● **Document section**:
**********

Honeywell Unit Offers First-Ever Quantum-Created Encryption Key

Quantinuum, the quantum computing unit recently spun off from Honeywell International Inc., is offering the world’s first commercial product created solely by a quantum computer, opening the door to what the company sees as a $1 trillion potential long-term market for quantum services. 

The quantum computing-generated offering is for encryption keys that Quantinuum says are uniquely random and can’t be predicted, a milestone in using cutting-edge computing for a practical business problem, Tony Uttley, the company’s president, said in an interview. Traditional computers already generate encrypted keys -- but Quantinuum says it takes security a step further with vastly improved randomly generated keys that are essentially impervious to hacking by conventional computers.

He said the offering is “as far as we’re aware, the first product actually derived from the use of a quantum computer that does something that is meaningfully relevant to businesses around the world.” Uttley is the scientist who led Honeywell’s decade-long effort to build a quantum computer.

Quantinuum’s stand-alone security key product is designed to compete with encryption-key management companies, including Microsoft Corp.’s Azure Key Vault and Amazon.com Inc.’s AWS Key Management Service. 

Alphabet Inc.’s Google, International Business Machines Corp. and scores of startups are rushing to build quantum computers to tap into physics that Albert Einstein once deemed “spooky action at a distance.” Current generation machines are clunky, error-prone, require extremely low temperatures and have few bits -- the units used by computers to process information -- on which to write code. They are, however, starting to show the technology’s promise.

**********

● **Excerpted data**:
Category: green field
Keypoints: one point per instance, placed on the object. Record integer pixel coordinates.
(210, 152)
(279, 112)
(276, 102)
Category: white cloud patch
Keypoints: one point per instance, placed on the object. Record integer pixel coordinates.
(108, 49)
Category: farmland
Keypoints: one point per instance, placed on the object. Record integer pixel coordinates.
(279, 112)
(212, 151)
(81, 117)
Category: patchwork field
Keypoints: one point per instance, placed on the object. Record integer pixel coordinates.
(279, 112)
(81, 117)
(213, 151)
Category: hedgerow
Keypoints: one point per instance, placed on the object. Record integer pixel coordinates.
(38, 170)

**********

● **Required task A**: List every company name in the Quantinuum article that ends in "Inc." or "Corp.", in the order each first appears.
● **Required task B**: Repeat word for word the stretch of the Quantinuum article from "Honeywell Unit Offers" through "by conventional computers.".

● **Written solution A**:
Honeywell International Inc.
Microsoft Corp.
Amazon.com Inc.
Alphabet Inc.
International Business Machines Corp.

● **Written solution B**:
Honeywell Unit Offers First-Ever Quantum-Created Encryption Key

Quantinuum, the quantum computing unit recently spun off from Honeywell International Inc., is offering the world’s first commercial product created solely by a quantum computer, opening the door to what the company sees as a $1 trillion potential long-term market for quantum services. 

The quantum computing-generated offering is for encryption keys that Quantinuum says are uniquely random and can’t be predicted, a milestone in using cutting-edge computing for a practical business problem, Tony Uttley, the company’s president, said in an interview. Traditional computers already generate encrypted keys -- but Quantinuum says it takes security a step further with vastly improved randomly generated keys that are essentially impervious to hacking by conventional computers.